#### [REQUIREMENTS]
Copy out the entries below verbatim, beginning at the line that contains "Locate the green" and continuing through the end of the entries.

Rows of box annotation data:
◇ ◇ ◇

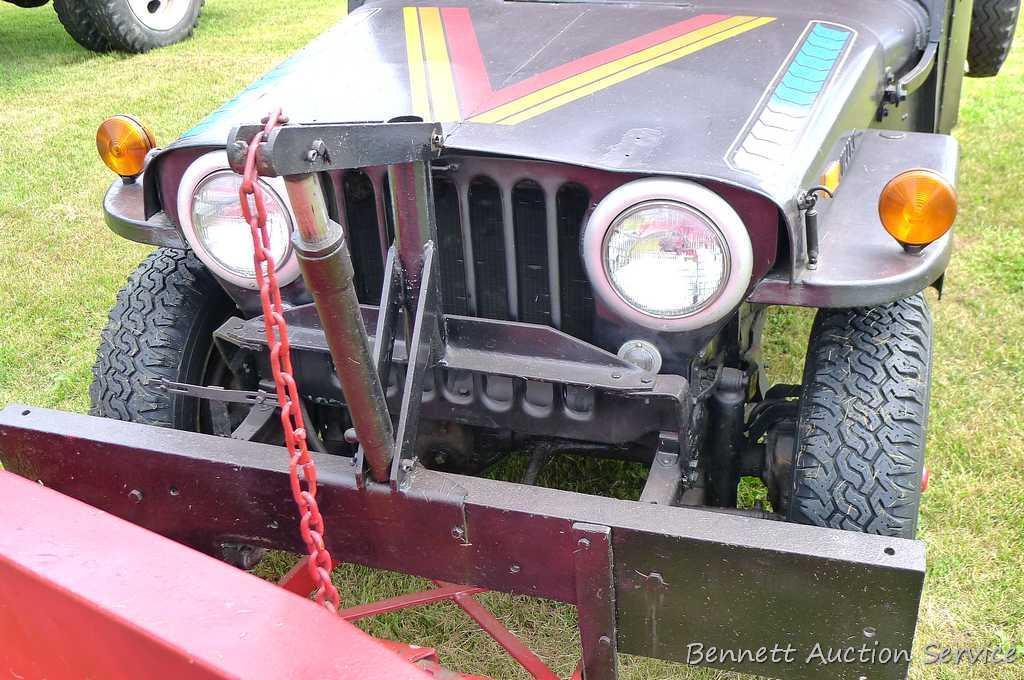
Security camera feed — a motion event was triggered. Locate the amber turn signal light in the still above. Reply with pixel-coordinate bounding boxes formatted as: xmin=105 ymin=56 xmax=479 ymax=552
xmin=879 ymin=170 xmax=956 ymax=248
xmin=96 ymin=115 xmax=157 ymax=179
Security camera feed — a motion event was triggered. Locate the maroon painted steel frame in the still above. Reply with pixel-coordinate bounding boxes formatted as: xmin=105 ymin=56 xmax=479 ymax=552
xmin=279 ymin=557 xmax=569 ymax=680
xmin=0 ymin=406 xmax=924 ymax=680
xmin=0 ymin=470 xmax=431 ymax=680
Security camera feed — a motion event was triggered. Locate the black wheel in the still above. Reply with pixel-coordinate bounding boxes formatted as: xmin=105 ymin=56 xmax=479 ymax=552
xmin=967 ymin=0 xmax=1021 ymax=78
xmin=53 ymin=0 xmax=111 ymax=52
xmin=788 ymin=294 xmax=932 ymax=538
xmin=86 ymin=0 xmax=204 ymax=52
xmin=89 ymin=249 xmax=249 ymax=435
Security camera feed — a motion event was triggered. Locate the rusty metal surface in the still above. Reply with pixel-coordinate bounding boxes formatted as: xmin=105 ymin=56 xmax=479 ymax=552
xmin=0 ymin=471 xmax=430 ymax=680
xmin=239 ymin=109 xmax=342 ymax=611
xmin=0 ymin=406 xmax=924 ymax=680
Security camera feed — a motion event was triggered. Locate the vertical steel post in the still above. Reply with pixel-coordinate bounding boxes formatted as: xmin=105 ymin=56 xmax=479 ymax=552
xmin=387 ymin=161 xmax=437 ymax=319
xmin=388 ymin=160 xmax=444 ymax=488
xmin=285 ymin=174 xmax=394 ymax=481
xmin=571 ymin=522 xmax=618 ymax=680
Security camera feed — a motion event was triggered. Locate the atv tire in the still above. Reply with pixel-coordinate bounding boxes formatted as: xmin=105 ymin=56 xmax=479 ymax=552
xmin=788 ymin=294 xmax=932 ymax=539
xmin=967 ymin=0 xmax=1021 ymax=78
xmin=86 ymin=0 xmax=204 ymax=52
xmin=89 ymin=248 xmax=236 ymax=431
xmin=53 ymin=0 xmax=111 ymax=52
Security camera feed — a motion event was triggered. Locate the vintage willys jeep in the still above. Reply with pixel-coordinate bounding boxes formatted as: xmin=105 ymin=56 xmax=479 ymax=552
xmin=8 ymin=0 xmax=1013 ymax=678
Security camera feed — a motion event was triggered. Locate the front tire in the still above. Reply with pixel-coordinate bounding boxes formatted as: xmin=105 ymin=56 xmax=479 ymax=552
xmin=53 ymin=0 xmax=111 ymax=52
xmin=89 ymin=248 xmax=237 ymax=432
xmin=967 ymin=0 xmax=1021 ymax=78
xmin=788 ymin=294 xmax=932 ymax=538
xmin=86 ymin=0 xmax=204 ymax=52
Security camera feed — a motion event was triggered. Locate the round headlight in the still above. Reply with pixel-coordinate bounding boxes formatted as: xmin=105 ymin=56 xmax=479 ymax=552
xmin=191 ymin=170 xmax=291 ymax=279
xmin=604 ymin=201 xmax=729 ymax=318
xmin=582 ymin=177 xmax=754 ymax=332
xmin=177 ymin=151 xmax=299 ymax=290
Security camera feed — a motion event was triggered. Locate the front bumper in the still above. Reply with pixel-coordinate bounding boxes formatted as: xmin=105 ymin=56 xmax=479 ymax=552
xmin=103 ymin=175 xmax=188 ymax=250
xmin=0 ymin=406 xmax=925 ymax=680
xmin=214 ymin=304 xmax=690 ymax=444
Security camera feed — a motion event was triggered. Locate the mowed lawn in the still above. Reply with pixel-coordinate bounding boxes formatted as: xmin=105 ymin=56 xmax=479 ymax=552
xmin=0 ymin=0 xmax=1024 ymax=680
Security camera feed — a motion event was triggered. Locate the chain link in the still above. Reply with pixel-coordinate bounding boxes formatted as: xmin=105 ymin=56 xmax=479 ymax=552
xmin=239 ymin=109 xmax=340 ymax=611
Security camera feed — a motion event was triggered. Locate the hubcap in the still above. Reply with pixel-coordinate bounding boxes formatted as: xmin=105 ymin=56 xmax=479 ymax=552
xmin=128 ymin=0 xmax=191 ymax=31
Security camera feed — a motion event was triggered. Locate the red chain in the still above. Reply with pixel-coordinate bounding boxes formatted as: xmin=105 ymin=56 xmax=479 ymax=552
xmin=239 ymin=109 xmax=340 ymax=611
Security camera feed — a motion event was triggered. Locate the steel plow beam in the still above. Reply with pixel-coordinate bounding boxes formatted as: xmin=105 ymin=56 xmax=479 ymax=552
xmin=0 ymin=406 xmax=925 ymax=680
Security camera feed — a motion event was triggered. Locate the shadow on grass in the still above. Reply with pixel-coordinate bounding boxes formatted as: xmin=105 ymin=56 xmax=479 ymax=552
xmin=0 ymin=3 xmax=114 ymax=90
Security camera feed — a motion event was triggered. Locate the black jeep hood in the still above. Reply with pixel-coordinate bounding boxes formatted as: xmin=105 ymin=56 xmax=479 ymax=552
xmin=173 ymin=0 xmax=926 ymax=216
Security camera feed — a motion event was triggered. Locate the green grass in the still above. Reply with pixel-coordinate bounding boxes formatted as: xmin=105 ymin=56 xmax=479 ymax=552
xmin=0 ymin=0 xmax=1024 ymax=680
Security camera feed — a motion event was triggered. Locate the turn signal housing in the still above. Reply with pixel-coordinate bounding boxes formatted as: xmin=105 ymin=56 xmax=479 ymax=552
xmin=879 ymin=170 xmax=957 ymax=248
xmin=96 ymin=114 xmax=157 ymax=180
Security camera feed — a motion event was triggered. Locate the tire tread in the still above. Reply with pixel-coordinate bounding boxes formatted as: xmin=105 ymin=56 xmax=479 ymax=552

◇ ◇ ◇

#### [CORRECT ANSWER]
Security camera feed — a motion event was triggered. Locate the green grass in the still above. Reply with pixel-coordinate bounding boxes formatted as: xmin=105 ymin=56 xmax=479 ymax=552
xmin=0 ymin=0 xmax=1024 ymax=680
Security camera feed — a motion event was triggered. Locate the turn signal housing in the still above. Reply with pixel-coordinate bounding boxes formatted as: xmin=105 ymin=56 xmax=479 ymax=552
xmin=879 ymin=170 xmax=957 ymax=248
xmin=96 ymin=114 xmax=157 ymax=180
Security camera feed — a motion event was triggered. Locate the tire tread in the still above. Reply with pixel-coordinate bounding boxes formatted as: xmin=105 ymin=56 xmax=479 ymax=552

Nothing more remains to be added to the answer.